##### Text passage #####

10 Http Protocol
Pravin Jain
Introduction
Http is a stateless protocol which works over TCP/IP. In this module we will be talking about Http protocol, Earlier we have talked about networking, we have seen that networking requires host, networking requires socket, serverSocket, there is a connection which is made between a client and a server, ther server listens on a particular port, and the client, whenever he wants to make a connection, he connects on a particular port number. Thats at raw level, raw in the sense, that he is himself is making a stream based connection, but on this connection, some kind data needs to be exchanged, there has to some kind of rules according to which, the data can be exchanged between the client and the server. One of the kind of stateless protocol for communication between client and server over a TCP/IP, is the HTTP protocol, It is the most commonly used protocol on the web, when we are using the browser, most of the time we are using the Http Protocol. So, lets look at this. In this module we will look into the details about, how this Http protocol works, the structure of the Http protocol.
Most of the protocols where we have a clinet server paradigm are based on request and response, A request goes from a client, is initiated by a client goes to a server, and server gives back a response.
Http stands for Hyper Text Transfer Protocol, we normally feel, hyper text to mean hyper text markup language, oh yes, it was most commonly used for transfer of or exchange of hypertext markup language. But Http is not restricted to only transfer of Hyper text markup language, Http is used for any kind of content. It is capable of transporting any kind of content between client and server. Server to client, client ot server, content exchange it is a protocol for exchange of content between client and server. Let us see the details about how this protocol is capable of exchanging any kind of content.
This protocol Http is mainly about exchanging content between client and server. What we will be looking at here will be the request and response formats. Thie standard port number for this protocol is TCP/IP port number 80. So Http works mainly on prot 80. The details of Http protocol are available from RFC 2616. Let us try to look at it in a more simplistic manner. Let us try to understandand Http in a simple manner.
It is a Request-Response protocol in which, a client is the one who will be initiating the connection. Once having made a connection, on the connection, the client sends the request. The most commonly used client in case of Http is the browser. We have a server, who will be receiving the request and after receiving the request can do its own processing whatever is required at the server end and then, create appropriate Http response and send ti back to the client.

##### Dataset content #####

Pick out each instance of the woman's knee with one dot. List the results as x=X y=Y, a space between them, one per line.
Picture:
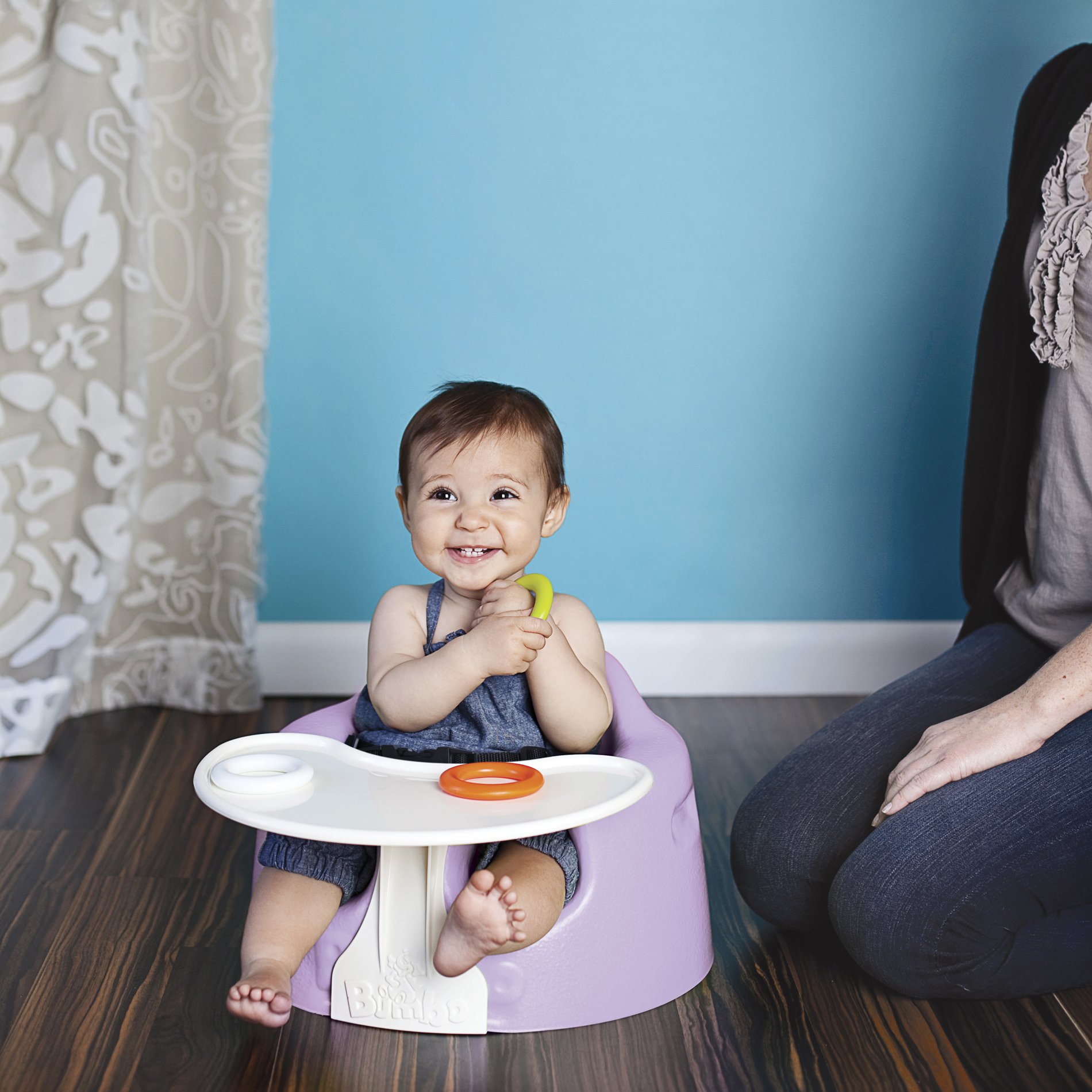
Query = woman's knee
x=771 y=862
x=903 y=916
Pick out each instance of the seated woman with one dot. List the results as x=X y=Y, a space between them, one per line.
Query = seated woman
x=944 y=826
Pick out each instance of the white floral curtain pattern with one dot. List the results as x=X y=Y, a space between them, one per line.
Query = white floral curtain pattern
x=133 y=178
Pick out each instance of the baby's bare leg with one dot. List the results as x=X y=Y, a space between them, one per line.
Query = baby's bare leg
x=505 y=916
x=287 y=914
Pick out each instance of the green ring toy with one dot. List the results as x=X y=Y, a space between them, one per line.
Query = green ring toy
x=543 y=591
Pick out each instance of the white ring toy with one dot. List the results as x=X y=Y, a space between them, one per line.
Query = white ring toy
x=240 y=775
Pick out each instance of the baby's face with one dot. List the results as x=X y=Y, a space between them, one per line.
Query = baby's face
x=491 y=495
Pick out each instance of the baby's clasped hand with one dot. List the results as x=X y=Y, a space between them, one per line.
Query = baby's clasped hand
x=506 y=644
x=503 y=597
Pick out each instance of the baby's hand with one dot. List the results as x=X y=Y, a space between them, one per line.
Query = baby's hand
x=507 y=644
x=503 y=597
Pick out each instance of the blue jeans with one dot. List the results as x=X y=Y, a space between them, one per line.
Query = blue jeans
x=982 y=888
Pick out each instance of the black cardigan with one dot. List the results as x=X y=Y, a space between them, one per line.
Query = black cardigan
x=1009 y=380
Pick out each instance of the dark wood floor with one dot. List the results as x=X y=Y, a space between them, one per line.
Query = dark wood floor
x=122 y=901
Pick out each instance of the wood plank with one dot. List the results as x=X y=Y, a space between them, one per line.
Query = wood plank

#####

• [Instructions]:
1 - In the HTTP text, what is the standard TCP/IP port number for the protocol?
2 - Carry on the HTTP text from the point where it stops.
This data comes from a different source than the HTTP text.

• [Responses per task]:
1 - Port 80.

2 -
The mostly used client is the browser.. what does the browser do after receiving the response. Its normal job is to render the content received in the response, that is the browsers way of handling responses received from the client. But the clinet ccold be some other applicatino which may like to use this information in its own manner and need not necessarily be rendering or displaying the content.
Http Request
Let us see the format, what exactly is sent across, by the client to the server in the form of a request, and what is the format in which the server sends a response to the client. So to understand the request and the response formats let us start with the client side. So, let us say in a browser you type a URL, you are just simply typing a URL, let us say, http://<somehost>/<somepath>/<somefilename>, so that is the kind of URL you are writing. What does the browser do about this, it makes a connection, where does it make the connection, looking at the URL, looks at the host, so it knows that is the host I have to connect to, http default is port 80, unless in the URL, you mention a port number, it would make connection on part 80, makes a connection to a server assuming there is a server working on that host and the port number, it would be successfull in making conneciton, once the connection is done, on this connection, it is sending a request. Let us look at the format of this request.
This request you can break it into 3 parts. The 1st line is the request line, the request line is then followed a number of lines, which we have are plain text lines, pure ASCII lines, these are what we call as headers, and then we have a blank line. The blank line indicates that there are no more headers, and then after the blank line, there can possibliity be a content.
<request-line> 1st line
<header-line> header lines
………..
<header-line>
<optionally content> blank line
Http has a provision of even a client sending some content to a server. We do have such thing happening when we are attaching a file. Its a client sending some file to the server. There are various reasons, when client submits some form. It could be that you sending a content to the server. Let us see the exact details of the form. So the first line, its the request line, what is there in the request line.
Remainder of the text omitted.